• [GOAL]: Edit the lines below, replacing every "yellow flag" with "gold flag" and leaving everything else unchanged.
^^^^
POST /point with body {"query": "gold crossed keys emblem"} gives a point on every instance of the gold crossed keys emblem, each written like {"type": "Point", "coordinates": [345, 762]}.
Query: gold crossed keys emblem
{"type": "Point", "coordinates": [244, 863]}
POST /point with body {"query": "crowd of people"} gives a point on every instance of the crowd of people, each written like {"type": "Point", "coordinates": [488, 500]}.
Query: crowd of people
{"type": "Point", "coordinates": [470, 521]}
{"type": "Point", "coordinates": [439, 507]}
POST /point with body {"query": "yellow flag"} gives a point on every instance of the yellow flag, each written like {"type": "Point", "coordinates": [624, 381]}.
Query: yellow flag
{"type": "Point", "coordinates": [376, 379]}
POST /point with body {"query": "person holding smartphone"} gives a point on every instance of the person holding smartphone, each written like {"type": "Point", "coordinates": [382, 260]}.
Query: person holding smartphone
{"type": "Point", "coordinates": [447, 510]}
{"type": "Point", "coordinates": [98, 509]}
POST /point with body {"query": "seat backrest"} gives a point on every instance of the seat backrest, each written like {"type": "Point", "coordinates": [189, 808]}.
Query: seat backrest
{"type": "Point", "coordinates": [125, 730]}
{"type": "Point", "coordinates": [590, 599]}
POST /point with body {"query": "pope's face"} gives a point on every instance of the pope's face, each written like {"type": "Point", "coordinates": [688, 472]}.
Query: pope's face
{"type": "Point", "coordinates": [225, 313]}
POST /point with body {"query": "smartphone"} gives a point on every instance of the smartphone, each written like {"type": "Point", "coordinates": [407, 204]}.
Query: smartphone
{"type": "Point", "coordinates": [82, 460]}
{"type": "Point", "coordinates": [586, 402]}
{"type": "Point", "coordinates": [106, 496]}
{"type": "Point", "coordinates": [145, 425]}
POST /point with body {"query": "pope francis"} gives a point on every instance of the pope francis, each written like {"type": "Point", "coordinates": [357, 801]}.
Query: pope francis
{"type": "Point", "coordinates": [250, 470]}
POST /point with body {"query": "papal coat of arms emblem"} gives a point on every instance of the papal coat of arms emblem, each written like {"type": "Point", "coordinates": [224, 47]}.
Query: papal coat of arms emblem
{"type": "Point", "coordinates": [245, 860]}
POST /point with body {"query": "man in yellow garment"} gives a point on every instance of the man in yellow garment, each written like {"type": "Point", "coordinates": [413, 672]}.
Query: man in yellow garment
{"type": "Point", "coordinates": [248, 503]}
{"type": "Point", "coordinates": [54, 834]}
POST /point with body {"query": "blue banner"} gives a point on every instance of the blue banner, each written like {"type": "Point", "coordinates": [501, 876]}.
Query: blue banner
^^^^
• [TASK RESPONSE]:
POST /point with body {"query": "gold crossed keys emblem"} gives a point on every instance of the gold crossed keys emblem, each written like {"type": "Point", "coordinates": [345, 762]}.
Query: gold crossed keys emblem
{"type": "Point", "coordinates": [244, 863]}
POST /point with body {"query": "crowd of people"} gives a point on every instance of the crowd of people, each written like {"type": "Point", "coordinates": [488, 500]}.
Query: crowd of people
{"type": "Point", "coordinates": [470, 521]}
{"type": "Point", "coordinates": [439, 507]}
POST /point with body {"query": "gold flag"} gives a point on every instance of the gold flag, each written like {"type": "Point", "coordinates": [624, 381]}.
Query: gold flag
{"type": "Point", "coordinates": [376, 379]}
POST /point with body {"query": "person holding smartphone"} gives a point on every instance of the person holding smartphone, each written like {"type": "Point", "coordinates": [382, 260]}.
Query: person holding smartphone
{"type": "Point", "coordinates": [447, 510]}
{"type": "Point", "coordinates": [98, 509]}
POST /point with body {"query": "seat backrest"} gives a point on every instance of the seat backrest, each written like {"type": "Point", "coordinates": [189, 808]}.
Query: seat backrest
{"type": "Point", "coordinates": [125, 730]}
{"type": "Point", "coordinates": [590, 599]}
POST /point with body {"query": "pope's face"} gives a point on every instance of the pope's face, each written like {"type": "Point", "coordinates": [688, 472]}.
Query: pope's face
{"type": "Point", "coordinates": [225, 313]}
POST /point with body {"query": "smartphone"} gives a point on every instance of the smartphone, each written like {"type": "Point", "coordinates": [407, 204]}.
Query: smartphone
{"type": "Point", "coordinates": [82, 460]}
{"type": "Point", "coordinates": [586, 402]}
{"type": "Point", "coordinates": [106, 496]}
{"type": "Point", "coordinates": [145, 425]}
POST /point with body {"query": "pope francis"} gives a point on every instance of the pope francis, each written like {"type": "Point", "coordinates": [357, 801]}.
Query: pope francis
{"type": "Point", "coordinates": [250, 470]}
POST /point with body {"query": "papal coat of arms emblem"} gives a point on every instance of the papal coat of arms emblem, each written like {"type": "Point", "coordinates": [224, 47]}.
Query: papal coat of arms emblem
{"type": "Point", "coordinates": [245, 860]}
POST /point with body {"query": "man in yellow garment"} gives a point on every instance of the man in yellow garment, each written like {"type": "Point", "coordinates": [413, 672]}.
Query: man in yellow garment
{"type": "Point", "coordinates": [248, 503]}
{"type": "Point", "coordinates": [54, 834]}
POST /point with body {"query": "blue banner"} gives a point on every instance of the blue banner, each written like {"type": "Point", "coordinates": [501, 876]}.
Query: blue banner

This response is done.